Master of the Dark


That would be Ike’s grade for his performance yesterday even if our scores had been awful.  How, you ask, would that be possible since dressage schooling show success is typically judged by your score and ribbons earned?  Let me explain.

I last rode on Tuesday at our lesson.  Life intervened the rest of the week and kept me out of the saddle and away from the barn until Friday.  My job which pays the bills, general life maintenance (read, laundry and house work), and ACL surgery on my dog Tim’s knee demanded my attention.  I managed to make it to the barn long enough on Friday to load the trailer and groom big man.  I put in the basic braids so all I had to do in the morning was roll them into our cheater buttons.  Ike would have had every right to act out since he’d had limited work.

Yesterday started at 3:30 a.m. in the DARK of night.  Had to tend to Tim – getting medicine to go down and a morning walk were necessary.  A quick stop for coffee was also necessary and then the 25 minute drive to the barn in the DARK.  Arrived at the barn at 4:30 a.m.  It is very DARK in the country.  The horses all nickered to me as I opened the barn doors and turned on the light; not sure if it was “good to see you” nickers or  “turn off the lights, we are sleeping” nickers.  In either case, all eyes were wide open when I fed Ike, so everyone got some oats and hay.  Ike balked at getting on the trailer.  I’m assuming because it was DARK and way too early to be going anywhere.  Since he is such a good sport, he finally conceeded and we were on our way at 5:00 a.m.

We arrived at the show barn at 6:15 a.m. in the DARK.  We parked in the field in the DARK.  Did we remember a flashlight?  Of course not.  So we unloaded Ike and tacked in the DARK.  Since it was DARK and there was no one else at the show, I opted to not put Ike and I in our Halloween costumes.  What was the point?  It was DARK and no one could see it.  We then walked through the field and down the path in the DARK.  Checked in with the show secretary in the DARK.  The one advantage to being there at this early hour – since there were no lights in the field where warmup was to be, they let me warm up in the competition arena since it had lights.  The lights did a decent job at providing light, but there were still DARK, boogie man corners and shadows.  Ike, being the star that he is, didn’t spook at anything.

*AVAILABLE DATA*:

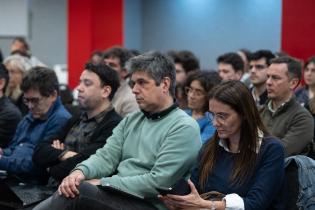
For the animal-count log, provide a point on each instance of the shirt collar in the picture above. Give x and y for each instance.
(158, 115)
(223, 142)
(99, 117)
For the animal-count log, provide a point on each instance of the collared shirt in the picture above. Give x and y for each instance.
(80, 134)
(223, 142)
(274, 110)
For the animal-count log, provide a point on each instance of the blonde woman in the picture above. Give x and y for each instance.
(17, 67)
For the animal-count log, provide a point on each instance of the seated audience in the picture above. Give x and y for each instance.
(258, 65)
(96, 57)
(284, 117)
(230, 66)
(45, 119)
(17, 66)
(245, 55)
(242, 161)
(124, 100)
(303, 95)
(10, 116)
(185, 62)
(198, 86)
(83, 135)
(148, 149)
(19, 46)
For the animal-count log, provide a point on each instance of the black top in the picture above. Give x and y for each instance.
(10, 116)
(45, 156)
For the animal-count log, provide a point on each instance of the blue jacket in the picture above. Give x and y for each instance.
(263, 190)
(205, 124)
(306, 175)
(17, 157)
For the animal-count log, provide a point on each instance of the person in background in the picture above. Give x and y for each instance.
(185, 62)
(198, 85)
(303, 95)
(258, 65)
(86, 133)
(152, 148)
(96, 57)
(124, 100)
(19, 46)
(283, 116)
(230, 66)
(245, 55)
(242, 161)
(17, 66)
(10, 116)
(45, 119)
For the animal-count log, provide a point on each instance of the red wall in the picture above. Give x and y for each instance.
(298, 28)
(92, 25)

*WHAT YOU NEED TO DO*:
1. In the account of the early-morning horse show, why was the writer allowed to warm up in the competition arena?
2. Rewrite the horse show account from "That would be" up to and including "had limited work.", replacing "barn" with "stable" throughout.

*RESPONSES BY ITEM NUMBER*:
1. There were no lights in the field where warmup was supposed to take place. The competition arena had lights, so the writer was allowed to warm up there.

2.
That would be Ike’s grade for his performance yesterday even if our scores had been awful.  How, you ask, would that be possible since dressage schooling show success is typically judged by your score and ribbons earned?  Let me explain.

I last rode on Tuesday at our lesson.  Life intervened the rest of the week and kept me out of the saddle and away from the stable until Friday.  My job which pays the bills, general life maintenance (read, laundry and house work), and ACL surgery on my dog Tim’s knee demanded my attention.  I managed to make it to the stable long enough on Friday to load the trailer and groom big man.  I put in the basic braids so all I had to do in the morning was roll them into our cheater buttons.  Ike would have had every right to act out since he’d had limited work.